» Task requirements
Show only those lines of the entries where the string "plank" is found.

» Material to process
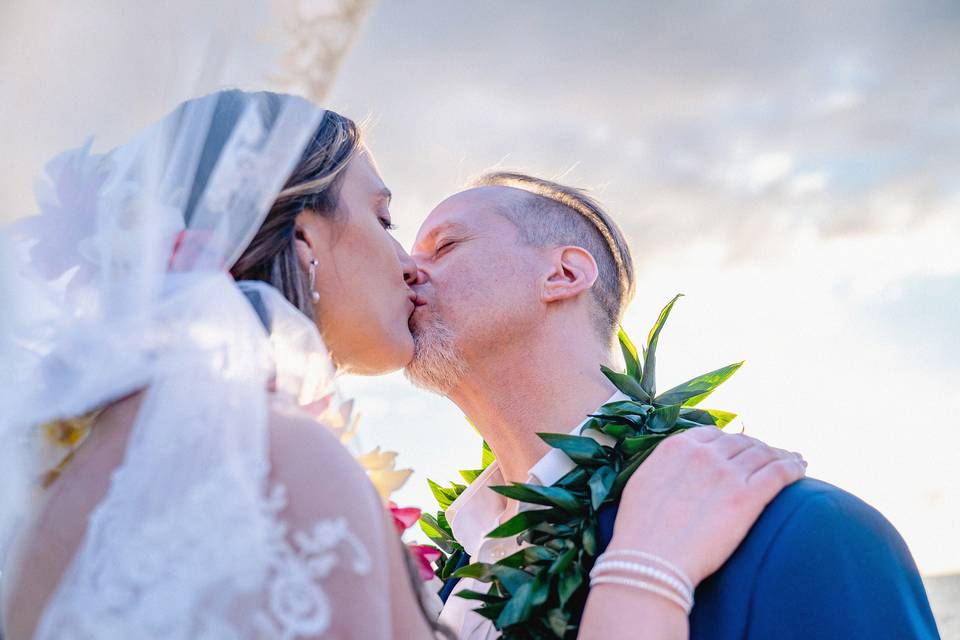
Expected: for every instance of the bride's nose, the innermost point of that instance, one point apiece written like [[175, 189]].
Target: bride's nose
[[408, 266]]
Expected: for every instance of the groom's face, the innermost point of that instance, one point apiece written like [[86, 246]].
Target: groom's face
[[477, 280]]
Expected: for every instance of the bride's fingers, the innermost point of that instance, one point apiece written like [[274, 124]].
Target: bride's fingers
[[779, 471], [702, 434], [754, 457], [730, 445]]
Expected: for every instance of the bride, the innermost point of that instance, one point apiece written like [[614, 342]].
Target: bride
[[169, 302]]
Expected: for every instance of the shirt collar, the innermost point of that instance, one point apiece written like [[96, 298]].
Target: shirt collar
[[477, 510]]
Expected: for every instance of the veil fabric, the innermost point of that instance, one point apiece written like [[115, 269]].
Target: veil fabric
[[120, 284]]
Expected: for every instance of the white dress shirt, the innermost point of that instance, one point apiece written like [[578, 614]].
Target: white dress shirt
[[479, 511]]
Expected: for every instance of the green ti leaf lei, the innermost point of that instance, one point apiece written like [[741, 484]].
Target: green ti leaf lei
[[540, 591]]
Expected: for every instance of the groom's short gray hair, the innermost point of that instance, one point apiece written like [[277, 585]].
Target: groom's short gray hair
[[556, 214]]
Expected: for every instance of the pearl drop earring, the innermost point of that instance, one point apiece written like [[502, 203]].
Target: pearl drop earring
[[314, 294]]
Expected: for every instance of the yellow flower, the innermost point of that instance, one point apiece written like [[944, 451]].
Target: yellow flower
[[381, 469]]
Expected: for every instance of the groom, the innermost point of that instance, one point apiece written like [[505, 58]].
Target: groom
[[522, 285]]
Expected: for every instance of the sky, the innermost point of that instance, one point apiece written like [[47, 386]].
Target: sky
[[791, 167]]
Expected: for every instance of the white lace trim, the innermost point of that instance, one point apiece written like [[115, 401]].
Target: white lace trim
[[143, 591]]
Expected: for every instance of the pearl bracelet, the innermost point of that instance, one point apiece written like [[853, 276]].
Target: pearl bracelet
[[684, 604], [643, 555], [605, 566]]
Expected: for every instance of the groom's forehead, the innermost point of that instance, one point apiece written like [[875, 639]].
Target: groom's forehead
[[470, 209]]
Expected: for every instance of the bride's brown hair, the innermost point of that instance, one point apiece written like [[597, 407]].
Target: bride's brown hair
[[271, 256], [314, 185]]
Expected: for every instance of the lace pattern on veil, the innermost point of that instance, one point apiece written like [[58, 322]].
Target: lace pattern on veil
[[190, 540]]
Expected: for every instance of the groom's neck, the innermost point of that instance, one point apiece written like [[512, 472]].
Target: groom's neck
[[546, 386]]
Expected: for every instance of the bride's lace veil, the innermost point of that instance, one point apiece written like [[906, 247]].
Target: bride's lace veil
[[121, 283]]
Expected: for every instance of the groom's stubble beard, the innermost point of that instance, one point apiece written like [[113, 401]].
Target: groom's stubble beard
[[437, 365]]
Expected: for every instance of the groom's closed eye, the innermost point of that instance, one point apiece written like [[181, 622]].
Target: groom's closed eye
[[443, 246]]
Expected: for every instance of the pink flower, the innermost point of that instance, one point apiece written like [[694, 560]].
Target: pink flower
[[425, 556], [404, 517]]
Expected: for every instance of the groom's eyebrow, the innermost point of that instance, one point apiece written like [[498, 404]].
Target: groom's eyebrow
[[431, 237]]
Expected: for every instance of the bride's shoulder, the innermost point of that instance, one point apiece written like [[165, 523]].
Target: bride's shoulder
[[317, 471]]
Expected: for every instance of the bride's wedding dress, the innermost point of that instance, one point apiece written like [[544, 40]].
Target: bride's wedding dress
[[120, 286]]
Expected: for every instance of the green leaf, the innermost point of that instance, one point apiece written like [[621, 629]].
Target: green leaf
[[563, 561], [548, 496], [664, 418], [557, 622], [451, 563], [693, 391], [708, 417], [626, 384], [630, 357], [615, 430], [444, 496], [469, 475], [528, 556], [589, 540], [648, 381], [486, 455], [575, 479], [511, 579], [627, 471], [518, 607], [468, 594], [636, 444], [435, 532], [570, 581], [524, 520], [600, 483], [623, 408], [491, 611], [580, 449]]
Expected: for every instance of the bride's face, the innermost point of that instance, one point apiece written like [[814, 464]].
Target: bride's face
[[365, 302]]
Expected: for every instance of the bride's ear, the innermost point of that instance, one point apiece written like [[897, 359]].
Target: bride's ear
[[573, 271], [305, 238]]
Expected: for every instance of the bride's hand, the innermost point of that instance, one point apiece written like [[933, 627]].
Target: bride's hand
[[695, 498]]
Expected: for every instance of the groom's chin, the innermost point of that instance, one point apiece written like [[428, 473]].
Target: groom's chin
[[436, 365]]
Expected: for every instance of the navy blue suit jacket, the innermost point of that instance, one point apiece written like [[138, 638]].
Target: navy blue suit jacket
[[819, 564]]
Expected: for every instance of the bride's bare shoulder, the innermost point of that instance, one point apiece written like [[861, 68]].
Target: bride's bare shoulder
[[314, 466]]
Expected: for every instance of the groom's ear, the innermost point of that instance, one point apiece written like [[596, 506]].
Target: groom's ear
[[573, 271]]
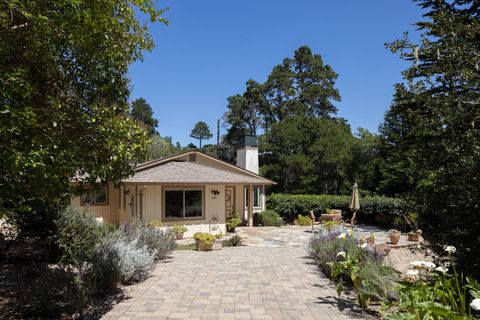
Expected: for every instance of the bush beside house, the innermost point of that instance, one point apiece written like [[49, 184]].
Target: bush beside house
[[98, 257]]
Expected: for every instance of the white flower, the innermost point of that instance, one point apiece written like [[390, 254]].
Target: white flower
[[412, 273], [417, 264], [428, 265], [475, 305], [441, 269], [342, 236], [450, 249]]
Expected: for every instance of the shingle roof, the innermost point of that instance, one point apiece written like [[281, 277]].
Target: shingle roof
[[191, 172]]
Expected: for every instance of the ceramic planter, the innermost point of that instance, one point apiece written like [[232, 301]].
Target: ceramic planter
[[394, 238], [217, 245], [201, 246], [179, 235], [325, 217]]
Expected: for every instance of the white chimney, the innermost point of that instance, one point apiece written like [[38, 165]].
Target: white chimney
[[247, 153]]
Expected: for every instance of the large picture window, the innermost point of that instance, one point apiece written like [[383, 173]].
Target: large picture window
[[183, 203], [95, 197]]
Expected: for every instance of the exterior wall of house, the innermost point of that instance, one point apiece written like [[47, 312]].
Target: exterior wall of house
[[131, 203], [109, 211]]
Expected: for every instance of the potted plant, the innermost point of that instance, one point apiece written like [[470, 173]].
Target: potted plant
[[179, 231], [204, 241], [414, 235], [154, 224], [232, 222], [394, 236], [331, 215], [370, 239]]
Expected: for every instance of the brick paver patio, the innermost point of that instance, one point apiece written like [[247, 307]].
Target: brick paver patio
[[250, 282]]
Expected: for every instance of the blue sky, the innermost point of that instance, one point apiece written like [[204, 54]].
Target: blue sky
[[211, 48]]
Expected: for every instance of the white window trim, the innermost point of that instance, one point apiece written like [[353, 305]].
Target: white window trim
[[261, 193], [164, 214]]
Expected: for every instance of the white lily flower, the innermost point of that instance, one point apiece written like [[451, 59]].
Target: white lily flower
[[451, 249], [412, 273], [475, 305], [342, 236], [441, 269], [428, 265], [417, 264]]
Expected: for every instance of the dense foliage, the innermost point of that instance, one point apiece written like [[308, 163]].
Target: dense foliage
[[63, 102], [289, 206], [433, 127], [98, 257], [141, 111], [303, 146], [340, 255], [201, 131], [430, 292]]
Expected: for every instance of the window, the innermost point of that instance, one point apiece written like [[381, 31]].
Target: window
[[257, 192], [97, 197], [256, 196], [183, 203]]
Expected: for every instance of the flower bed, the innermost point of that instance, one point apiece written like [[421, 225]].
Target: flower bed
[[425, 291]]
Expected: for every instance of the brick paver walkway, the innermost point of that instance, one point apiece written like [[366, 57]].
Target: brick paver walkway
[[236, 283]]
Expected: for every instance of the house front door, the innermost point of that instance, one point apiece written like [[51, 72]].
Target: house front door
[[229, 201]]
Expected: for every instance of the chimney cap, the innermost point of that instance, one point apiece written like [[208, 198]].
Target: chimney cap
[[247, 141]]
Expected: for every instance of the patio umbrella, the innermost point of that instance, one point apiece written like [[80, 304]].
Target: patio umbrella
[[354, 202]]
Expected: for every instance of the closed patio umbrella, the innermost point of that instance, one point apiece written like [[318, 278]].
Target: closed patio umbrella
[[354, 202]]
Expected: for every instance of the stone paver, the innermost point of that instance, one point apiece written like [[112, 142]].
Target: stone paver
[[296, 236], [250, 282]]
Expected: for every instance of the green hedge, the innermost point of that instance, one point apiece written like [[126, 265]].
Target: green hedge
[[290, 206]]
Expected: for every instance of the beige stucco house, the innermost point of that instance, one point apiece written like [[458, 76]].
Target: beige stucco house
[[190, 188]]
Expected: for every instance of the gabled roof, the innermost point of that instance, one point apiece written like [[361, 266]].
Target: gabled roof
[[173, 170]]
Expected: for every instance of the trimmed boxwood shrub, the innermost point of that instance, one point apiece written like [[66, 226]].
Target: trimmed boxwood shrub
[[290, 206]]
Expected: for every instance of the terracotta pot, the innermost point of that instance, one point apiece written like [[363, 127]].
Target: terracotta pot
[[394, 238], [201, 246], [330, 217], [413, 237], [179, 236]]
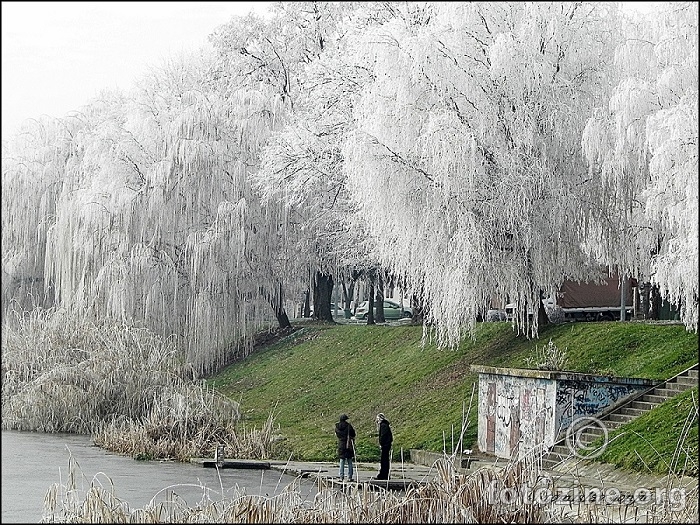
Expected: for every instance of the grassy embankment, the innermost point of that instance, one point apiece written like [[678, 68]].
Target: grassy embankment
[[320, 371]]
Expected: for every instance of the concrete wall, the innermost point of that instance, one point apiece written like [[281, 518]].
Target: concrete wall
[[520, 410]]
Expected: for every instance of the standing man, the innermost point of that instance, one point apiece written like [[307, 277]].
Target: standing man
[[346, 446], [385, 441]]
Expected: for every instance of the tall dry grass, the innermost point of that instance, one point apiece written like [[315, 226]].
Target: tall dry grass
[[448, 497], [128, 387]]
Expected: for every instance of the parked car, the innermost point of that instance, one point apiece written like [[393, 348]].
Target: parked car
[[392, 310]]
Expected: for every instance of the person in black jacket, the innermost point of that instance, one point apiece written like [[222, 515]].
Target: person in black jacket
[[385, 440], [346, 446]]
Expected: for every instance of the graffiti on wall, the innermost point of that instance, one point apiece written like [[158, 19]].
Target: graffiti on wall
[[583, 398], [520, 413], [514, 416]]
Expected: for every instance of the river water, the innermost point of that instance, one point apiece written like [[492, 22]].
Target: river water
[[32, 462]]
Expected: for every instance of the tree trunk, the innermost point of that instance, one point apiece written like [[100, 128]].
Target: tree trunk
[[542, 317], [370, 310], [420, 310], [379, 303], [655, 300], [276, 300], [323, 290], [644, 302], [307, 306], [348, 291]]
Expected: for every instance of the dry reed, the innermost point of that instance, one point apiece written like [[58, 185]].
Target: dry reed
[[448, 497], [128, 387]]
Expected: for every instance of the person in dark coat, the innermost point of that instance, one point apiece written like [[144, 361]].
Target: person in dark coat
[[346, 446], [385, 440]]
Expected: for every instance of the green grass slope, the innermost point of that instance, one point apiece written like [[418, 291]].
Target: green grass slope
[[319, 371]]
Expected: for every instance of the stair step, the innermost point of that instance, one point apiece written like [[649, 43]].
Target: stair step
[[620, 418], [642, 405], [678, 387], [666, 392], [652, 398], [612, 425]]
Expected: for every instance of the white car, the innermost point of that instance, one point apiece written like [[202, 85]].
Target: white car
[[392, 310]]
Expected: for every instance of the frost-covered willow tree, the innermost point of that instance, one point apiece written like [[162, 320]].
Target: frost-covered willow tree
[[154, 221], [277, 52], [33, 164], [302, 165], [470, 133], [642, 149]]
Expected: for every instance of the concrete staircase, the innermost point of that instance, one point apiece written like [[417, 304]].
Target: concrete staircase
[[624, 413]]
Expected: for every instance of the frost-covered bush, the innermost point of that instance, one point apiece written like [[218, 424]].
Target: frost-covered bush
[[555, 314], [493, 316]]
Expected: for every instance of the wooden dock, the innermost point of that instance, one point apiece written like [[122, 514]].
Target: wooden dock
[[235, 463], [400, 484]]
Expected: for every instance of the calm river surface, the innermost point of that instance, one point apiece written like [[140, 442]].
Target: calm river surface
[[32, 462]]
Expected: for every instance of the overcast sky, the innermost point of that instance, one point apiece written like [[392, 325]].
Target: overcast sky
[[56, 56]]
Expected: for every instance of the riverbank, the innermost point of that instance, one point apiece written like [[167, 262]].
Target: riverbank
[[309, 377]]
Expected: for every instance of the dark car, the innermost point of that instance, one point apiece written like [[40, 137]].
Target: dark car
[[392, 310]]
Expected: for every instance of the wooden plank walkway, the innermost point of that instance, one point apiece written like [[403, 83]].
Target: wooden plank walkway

» Response box
Expected: for every instance of the wooden plank walkway, the innermost point of that instance, one point apiece written like [[403, 83]].
Target: wooden plank walkway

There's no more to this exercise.